By Peter Nurse
Investing.com -- Oil prices rose Thursday, boosted by the International Energy Agency lifting its forecast for crude demand growth, adding to the week’s gains on the back of weaker-than-expected U.S. inflation data.
By 09:05 ET (13:05 GMT), U.S. crude futures traded 1.8% higher at $93.55 a barrel, while the Brent contract rose 1.6% to $98.94.
U.S. Gasoline RBOB Futures were up 0.9% at $3.0969 a gallon.
The Paris-based intergovernmental organization raised its outlook for 2022 demand by 380,000 barrels per day, citing steep price rises in competing energy sources.
"Natural gas and electricity prices have soared to new records, incentivising gas-to-oil switching in some countries," the agency said in its monthly oil report.
This news has been received positively even though OPEC took a contrary view, cutting its forecast for growth in world oil demand in 2022 for a third time since April.
The Organization of the Petroleum Exporting Countries said, in its monthly report Thursday, it expects oil demand to rise by 3.1 million barrels per day in 2022, down 260,000 barrels per day from the previous forecast.
"Global oil market fundamentals continued their strong recovery to pre-COVID-19 levels for most of the first half of 2022, albeit signs of slowing growth in the world economy and oil demand have emerged," OPEC said in the report.
On the supply side, the IEA said Russia’s oil output is set to fall roughly 20% by the start of next year as a European Union import ban comes into force, with close to two million barrels a day shut in by the start of 2023.
Oil prices are up around 5% this week, rebounding from the largest weekly drop since April 2020 last week, helped by a reassessment of the Federal Reserve’s likely monetary tightening path in the wake of the softer-than-expected U.S. CPI release.
Still, the rise in U.S. oil inventories last week and the resumption of crude flows on a pipeline supplying central Europe capped further price gains.
U.S. crude oil stocks rose by 5.5 million barrels in the most recent week, the U.S. Energy Information Administration said Wednesday, more than the expected increase of 73,000 barrels.
“Lower crude oil exports helped with the inventory build,” said analysts at ING, in a note. “U.S. crude oil exports fell by 1.4MMbbls/d to 2.11MMbbls/d over the week- the lowest weekly export number since January.”

**What to work on**
Please quote the oil market report word for word, the stretch from "By 09:05 ET" through "competing energy sources.".

**Extracted material**

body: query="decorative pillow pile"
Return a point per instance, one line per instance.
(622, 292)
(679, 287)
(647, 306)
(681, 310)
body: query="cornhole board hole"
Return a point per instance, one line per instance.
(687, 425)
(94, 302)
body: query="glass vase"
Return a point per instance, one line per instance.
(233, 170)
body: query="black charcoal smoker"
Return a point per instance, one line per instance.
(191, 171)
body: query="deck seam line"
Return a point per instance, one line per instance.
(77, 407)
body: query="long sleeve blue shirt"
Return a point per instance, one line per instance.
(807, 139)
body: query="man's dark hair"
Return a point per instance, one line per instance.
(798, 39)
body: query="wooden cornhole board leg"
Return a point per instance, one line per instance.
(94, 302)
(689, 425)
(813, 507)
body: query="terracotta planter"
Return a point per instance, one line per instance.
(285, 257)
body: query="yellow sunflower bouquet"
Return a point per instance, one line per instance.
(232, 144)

**Result of the task**
By 09:05 ET (13:05 GMT), U.S. crude futures traded 1.8% higher at $93.55 a barrel, while the Brent contract rose 1.6% to $98.94.
U.S. Gasoline RBOB Futures were up 0.9% at $3.0969 a gallon.
The Paris-based intergovernmental organization raised its outlook for 2022 demand by 380,000 barrels per day, citing steep price rises in competing energy sources.